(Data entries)
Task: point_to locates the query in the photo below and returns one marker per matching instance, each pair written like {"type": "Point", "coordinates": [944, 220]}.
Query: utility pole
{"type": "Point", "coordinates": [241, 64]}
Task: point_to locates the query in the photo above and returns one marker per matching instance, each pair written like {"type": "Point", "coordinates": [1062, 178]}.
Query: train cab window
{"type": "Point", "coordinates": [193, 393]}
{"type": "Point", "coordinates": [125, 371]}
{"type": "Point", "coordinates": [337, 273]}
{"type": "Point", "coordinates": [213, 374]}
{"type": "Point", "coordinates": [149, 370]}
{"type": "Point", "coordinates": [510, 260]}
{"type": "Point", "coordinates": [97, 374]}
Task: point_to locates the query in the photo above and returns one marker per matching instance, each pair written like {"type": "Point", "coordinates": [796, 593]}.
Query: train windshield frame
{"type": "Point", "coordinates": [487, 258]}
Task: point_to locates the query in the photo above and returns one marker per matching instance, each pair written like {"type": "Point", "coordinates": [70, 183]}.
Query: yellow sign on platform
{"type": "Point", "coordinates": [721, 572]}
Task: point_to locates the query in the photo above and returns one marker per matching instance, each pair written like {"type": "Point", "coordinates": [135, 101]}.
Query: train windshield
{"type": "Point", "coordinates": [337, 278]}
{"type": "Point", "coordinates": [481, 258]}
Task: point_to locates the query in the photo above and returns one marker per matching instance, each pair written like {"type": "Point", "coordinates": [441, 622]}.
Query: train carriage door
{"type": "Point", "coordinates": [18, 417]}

(Problem to work on) Print all of the entries exactly as they appear.

(Solution for this exercise)
Task: point_to locates the query in the photo below and returns one marker per matching instance, each pair written like {"type": "Point", "coordinates": [944, 220]}.
Query: utility pole
{"type": "Point", "coordinates": [241, 64]}
Task: point_to locates the query in the photo above and returns one marker per matching instance, each pair written like {"type": "Point", "coordinates": [1062, 178]}.
Query: train cab window
{"type": "Point", "coordinates": [193, 393]}
{"type": "Point", "coordinates": [125, 371]}
{"type": "Point", "coordinates": [337, 273]}
{"type": "Point", "coordinates": [213, 374]}
{"type": "Point", "coordinates": [149, 370]}
{"type": "Point", "coordinates": [510, 260]}
{"type": "Point", "coordinates": [97, 374]}
Task: point_to locates the query in the photo above and returns one marker per matching instance, each pair written like {"type": "Point", "coordinates": [796, 593]}.
Query: train windshield frame
{"type": "Point", "coordinates": [487, 258]}
Task: point_to locates the query in the photo above and returns one marker per matching instance, each pair written like {"type": "Point", "coordinates": [70, 183]}.
Query: yellow sign on platform
{"type": "Point", "coordinates": [721, 572]}
Task: point_to locates the query in the photo above and returns one marker per matching instance, each pair written like {"type": "Point", "coordinates": [135, 101]}.
Query: train windshield
{"type": "Point", "coordinates": [337, 278]}
{"type": "Point", "coordinates": [481, 258]}
Task: point_to locates the query in the photo above and returns one marker per matching instance, each pair written like {"type": "Point", "coordinates": [441, 622]}.
Query: train carriage door
{"type": "Point", "coordinates": [18, 417]}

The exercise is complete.